Teks Bacaan:
--------------------------------
Lepas dari itu, pada kenyataannya lagu-lagu yang ideal -menurut saya- itu tidak bisa saya dapatkan jika radio itu bukan punya saya. Kalau mau sesuai selera mungkin saya harus bikin stasiun radio sendiri agar bisa bebas membuat playlist lagu sesuai selera saya. Tapi karena bikin stasiun radio itu mahal, maka hal termudah dan termurah yang bisa saya lakukan adalah nyalain Handphone untuk muter lagu. Maklum lah kalo lagi jomblo gini HP sepi, jadi fungsi HP pun beralih dari yang tadinya buat pacaran diubah menjadi alat pemutar lagu (eeaa mulai)

Balik ke lagu. Di HP saya itu semua lagu yang saya suka ada dan bisa saya dengerin dengan penuh penghayatan, dengan sedetil-detilnya yang bisa ditangkap oleh telinga saya. Tentang karakter sound vokal yang mengawang dengan reverb yang tebal, sound gitar crunch+chorus+ sedikit delay yang terdengar renyah di telinga saya, sampai barisan lirik yang menyayat hati pun ada. Tidak seperti di radio tadi, pemutar musik di HP saya adalah playlist lagu yang ideal buat saya,. Kenapa menjadi ideal? Karena HP itu punya saya, saya yang menghendaki lagu-lagu itu ada untuk saya putar di HP saya, saya yang menciptakan atmosfir lagu yang disuka sesuai dengan mood saya.
--------------------------------
Contoh pelabelan mask:
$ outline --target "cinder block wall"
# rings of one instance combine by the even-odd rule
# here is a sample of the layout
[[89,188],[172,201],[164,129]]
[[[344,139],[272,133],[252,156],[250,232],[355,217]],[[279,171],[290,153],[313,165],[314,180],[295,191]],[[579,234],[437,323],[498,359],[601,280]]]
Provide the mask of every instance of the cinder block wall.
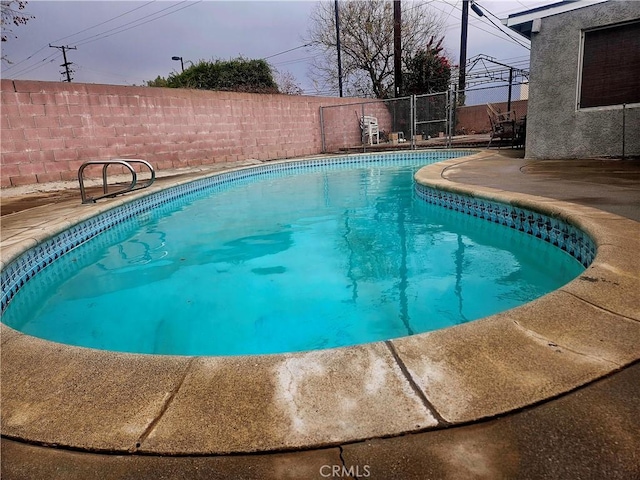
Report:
--------------------------------
Bisakah Anda menuliskan ulang paragraf dalam teks bacaan yang diawali "Balik ke lagu" sebagai daftar poin singkat tanpa menghilangkan fakta utamanya?

- Semua lagu yang disukai penulis tersimpan di HP-nya dan bisa didengarkan dengan penuh penghayatan sampai ke detail yang tertangkap telinga.
- Detail itu meliputi vokal yang mengawang dengan reverb tebal, gitar crunch + chorus + sedikit delay yang terdengar renyah, hingga lirik yang menyayat hati.
- Berbeda dengan radio, pemutar musik di HP merupakan playlist lagu yang ideal bagi penulis.
- Alasannya, HP itu milik penulis sendiri. Penulis yang menentukan lagu-lagu yang diputar dan menciptakan suasana lagu sesuai mood-nya.